Starting at the line that contains "reads [[478, 38]]." and stopping after the line that contains "[[530, 355]]", rewrite those lines of the material with "mountain slope" replaced by "hillside". Change nothing else, and give back only those lines.

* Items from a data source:
□ □ □ □

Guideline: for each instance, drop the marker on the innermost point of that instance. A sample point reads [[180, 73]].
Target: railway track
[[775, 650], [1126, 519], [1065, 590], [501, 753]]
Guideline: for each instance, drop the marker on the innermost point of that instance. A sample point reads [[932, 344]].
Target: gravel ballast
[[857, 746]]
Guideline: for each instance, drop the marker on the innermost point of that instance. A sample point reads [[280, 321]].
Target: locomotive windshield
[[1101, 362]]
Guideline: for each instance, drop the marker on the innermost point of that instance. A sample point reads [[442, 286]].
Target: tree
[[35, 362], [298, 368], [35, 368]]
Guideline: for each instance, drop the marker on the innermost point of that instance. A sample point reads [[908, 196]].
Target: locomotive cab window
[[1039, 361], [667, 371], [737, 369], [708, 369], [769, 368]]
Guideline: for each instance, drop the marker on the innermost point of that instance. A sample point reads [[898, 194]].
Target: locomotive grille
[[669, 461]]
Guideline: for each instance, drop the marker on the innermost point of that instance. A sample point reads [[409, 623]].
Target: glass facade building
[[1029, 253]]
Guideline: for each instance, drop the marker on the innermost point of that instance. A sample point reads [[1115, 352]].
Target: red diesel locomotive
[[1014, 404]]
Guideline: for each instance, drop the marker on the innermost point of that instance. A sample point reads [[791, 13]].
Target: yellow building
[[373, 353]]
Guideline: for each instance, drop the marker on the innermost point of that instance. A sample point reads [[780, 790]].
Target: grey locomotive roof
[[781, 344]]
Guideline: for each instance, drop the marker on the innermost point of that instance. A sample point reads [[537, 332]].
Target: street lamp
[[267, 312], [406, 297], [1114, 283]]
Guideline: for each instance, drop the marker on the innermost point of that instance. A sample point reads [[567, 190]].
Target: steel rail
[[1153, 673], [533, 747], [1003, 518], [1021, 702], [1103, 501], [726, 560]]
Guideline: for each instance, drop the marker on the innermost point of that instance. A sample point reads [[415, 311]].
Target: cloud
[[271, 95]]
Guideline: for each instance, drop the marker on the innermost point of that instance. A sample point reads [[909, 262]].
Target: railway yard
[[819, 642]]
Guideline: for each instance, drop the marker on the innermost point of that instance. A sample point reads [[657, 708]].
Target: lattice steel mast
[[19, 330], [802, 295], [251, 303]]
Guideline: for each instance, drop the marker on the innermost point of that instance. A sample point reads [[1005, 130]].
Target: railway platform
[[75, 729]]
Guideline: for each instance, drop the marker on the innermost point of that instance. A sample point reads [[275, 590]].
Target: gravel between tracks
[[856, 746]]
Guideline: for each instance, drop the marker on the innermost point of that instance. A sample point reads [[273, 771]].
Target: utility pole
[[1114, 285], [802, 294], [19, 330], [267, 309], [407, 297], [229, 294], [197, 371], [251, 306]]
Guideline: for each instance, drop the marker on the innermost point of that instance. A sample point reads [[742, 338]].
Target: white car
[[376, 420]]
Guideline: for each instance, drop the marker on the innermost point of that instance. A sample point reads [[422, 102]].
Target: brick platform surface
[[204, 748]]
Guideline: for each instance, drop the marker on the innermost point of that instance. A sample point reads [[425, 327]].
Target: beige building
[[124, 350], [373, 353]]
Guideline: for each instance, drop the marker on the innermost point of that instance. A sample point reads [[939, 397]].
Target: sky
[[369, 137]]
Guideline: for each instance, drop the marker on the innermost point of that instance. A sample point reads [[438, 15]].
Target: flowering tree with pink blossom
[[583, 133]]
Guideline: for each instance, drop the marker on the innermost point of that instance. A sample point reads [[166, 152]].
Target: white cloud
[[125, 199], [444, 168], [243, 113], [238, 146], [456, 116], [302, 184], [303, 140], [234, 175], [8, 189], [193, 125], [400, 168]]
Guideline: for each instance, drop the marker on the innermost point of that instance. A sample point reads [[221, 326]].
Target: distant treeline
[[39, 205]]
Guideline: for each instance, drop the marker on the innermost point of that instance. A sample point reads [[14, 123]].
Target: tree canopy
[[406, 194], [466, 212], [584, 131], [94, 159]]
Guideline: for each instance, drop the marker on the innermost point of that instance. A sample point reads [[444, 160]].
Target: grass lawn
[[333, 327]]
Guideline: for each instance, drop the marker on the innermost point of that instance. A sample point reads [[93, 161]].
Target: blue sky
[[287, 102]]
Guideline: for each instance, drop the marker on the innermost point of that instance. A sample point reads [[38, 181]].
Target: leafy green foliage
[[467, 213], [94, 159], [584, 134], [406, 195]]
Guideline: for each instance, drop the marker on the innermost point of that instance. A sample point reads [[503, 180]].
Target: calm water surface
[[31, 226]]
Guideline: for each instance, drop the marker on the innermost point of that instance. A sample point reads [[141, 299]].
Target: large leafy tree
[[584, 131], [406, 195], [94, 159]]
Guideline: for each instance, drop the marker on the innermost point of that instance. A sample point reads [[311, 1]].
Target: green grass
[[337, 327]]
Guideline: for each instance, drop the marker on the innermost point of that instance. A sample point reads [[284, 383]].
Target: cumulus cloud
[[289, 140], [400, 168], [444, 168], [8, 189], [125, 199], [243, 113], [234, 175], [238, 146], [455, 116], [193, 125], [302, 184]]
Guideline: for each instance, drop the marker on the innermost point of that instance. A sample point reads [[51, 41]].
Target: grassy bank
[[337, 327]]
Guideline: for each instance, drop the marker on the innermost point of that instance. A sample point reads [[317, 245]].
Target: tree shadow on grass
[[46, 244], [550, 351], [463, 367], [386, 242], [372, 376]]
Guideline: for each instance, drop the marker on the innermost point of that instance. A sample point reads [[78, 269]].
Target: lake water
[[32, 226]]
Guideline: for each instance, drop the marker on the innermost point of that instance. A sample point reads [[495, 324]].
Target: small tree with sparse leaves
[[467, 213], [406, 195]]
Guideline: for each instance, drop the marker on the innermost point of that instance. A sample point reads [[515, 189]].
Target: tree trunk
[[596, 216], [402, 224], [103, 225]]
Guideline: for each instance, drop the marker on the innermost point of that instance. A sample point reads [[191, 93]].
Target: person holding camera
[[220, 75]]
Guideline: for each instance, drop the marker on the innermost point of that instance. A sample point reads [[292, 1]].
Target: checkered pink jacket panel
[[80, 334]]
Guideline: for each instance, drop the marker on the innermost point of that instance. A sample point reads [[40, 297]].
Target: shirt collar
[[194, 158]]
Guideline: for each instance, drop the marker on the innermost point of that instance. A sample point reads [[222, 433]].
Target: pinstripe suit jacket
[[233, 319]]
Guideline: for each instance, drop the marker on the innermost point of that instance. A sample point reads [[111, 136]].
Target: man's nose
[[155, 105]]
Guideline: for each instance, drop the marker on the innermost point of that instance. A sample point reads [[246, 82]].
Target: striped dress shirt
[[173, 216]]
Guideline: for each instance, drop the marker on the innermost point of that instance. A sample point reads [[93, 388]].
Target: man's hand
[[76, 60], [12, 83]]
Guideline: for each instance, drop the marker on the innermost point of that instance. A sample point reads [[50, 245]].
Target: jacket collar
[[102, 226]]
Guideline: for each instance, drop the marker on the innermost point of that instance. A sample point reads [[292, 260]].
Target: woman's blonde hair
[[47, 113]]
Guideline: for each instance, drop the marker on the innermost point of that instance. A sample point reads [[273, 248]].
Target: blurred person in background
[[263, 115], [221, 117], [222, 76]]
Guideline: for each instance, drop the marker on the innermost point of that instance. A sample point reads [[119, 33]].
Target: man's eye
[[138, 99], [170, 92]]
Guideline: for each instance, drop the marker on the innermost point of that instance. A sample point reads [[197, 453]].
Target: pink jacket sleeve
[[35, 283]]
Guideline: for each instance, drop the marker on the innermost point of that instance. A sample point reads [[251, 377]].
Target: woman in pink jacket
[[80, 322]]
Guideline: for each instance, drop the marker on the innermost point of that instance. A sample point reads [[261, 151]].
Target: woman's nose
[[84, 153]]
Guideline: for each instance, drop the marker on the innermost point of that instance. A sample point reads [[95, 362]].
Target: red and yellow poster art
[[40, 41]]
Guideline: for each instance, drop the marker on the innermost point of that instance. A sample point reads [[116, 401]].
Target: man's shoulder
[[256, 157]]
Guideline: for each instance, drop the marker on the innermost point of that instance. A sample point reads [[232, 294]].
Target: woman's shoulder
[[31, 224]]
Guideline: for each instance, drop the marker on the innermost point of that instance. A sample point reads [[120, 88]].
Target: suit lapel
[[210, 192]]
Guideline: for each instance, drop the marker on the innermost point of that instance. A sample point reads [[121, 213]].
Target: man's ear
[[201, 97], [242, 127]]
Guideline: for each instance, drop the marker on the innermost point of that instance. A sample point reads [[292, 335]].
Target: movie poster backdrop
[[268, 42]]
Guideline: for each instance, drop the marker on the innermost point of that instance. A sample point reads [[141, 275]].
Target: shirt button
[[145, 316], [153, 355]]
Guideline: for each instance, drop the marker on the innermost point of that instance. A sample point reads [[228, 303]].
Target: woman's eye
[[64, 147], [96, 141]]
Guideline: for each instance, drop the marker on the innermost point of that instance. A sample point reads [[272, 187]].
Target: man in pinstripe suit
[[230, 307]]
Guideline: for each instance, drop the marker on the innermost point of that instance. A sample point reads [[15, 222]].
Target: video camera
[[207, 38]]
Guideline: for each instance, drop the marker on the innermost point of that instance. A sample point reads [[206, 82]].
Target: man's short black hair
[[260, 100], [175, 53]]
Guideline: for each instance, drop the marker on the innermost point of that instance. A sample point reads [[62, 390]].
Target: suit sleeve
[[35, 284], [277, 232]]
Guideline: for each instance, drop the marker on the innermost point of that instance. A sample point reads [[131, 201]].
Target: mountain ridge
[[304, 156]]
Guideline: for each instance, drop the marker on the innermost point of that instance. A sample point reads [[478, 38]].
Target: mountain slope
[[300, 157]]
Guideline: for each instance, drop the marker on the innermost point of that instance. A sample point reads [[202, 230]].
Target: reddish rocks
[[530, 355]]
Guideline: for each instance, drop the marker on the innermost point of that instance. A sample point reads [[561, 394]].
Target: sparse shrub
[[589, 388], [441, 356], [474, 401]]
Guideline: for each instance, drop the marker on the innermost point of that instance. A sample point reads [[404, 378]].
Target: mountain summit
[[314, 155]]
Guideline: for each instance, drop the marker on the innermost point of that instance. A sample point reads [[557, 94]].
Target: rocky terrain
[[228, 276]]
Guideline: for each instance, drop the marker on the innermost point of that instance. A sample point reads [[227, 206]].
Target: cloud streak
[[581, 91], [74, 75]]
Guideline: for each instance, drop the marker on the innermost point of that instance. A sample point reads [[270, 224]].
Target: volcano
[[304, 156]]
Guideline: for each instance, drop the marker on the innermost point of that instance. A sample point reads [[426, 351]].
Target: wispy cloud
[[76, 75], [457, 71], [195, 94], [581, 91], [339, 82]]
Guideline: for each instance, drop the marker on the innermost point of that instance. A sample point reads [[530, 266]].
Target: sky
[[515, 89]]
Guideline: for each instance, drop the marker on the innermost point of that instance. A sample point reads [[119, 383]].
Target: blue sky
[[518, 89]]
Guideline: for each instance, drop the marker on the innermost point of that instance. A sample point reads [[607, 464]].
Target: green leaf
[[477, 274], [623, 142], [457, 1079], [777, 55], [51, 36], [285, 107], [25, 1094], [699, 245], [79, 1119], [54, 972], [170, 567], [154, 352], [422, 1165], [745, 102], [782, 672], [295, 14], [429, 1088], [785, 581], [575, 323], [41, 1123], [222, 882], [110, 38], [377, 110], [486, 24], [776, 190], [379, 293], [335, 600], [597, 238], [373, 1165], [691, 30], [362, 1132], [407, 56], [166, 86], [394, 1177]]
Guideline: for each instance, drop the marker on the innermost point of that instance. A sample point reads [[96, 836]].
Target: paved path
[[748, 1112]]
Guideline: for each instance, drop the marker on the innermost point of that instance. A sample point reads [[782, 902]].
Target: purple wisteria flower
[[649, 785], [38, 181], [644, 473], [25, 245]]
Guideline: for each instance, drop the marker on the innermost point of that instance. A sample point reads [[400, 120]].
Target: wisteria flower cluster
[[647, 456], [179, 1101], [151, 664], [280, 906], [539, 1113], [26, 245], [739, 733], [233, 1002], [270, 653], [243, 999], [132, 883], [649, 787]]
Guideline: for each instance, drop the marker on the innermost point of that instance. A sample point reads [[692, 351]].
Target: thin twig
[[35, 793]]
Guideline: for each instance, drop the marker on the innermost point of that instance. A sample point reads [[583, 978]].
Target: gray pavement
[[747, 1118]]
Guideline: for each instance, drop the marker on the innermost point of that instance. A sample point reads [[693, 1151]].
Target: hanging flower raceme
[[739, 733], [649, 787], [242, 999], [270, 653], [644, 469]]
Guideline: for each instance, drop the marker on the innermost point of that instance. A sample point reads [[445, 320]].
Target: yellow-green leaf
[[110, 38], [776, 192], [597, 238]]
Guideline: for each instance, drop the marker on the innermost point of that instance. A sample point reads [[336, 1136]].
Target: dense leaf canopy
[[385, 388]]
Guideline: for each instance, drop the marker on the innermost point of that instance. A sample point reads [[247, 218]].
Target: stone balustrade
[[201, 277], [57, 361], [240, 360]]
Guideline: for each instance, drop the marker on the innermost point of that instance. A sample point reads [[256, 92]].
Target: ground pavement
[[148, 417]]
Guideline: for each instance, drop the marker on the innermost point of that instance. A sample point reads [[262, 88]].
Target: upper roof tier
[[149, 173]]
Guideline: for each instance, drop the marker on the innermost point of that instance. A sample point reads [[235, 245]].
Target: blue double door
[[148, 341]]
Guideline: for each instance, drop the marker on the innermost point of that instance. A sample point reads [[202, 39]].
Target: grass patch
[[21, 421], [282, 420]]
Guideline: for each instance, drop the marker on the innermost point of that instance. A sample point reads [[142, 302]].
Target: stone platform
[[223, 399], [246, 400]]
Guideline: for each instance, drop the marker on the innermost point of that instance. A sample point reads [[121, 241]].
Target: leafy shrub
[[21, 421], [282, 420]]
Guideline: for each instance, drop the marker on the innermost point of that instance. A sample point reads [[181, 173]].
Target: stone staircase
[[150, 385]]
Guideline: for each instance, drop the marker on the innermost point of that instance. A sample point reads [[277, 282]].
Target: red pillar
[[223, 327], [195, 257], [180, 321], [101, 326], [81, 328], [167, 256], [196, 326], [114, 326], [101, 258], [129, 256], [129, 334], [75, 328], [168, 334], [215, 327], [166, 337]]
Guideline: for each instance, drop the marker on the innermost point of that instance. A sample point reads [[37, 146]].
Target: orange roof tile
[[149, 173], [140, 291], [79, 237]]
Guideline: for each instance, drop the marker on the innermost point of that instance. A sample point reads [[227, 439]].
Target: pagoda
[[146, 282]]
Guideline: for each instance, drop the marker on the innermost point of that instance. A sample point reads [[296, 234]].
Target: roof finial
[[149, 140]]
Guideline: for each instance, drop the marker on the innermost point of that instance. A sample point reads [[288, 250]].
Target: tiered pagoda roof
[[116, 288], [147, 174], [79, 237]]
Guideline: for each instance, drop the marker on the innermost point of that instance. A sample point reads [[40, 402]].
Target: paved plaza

□ □ □ □

* The response:
Guideline: for each instance, drop the marker on the innermost point of that instance. A sample point reads [[478, 38]].
Target: hillside
[[300, 157]]
Guideline: for each instance, drop the marker on the innermost point of that instance. A sample point reads [[202, 230]].
Target: reddish rocks
[[530, 355]]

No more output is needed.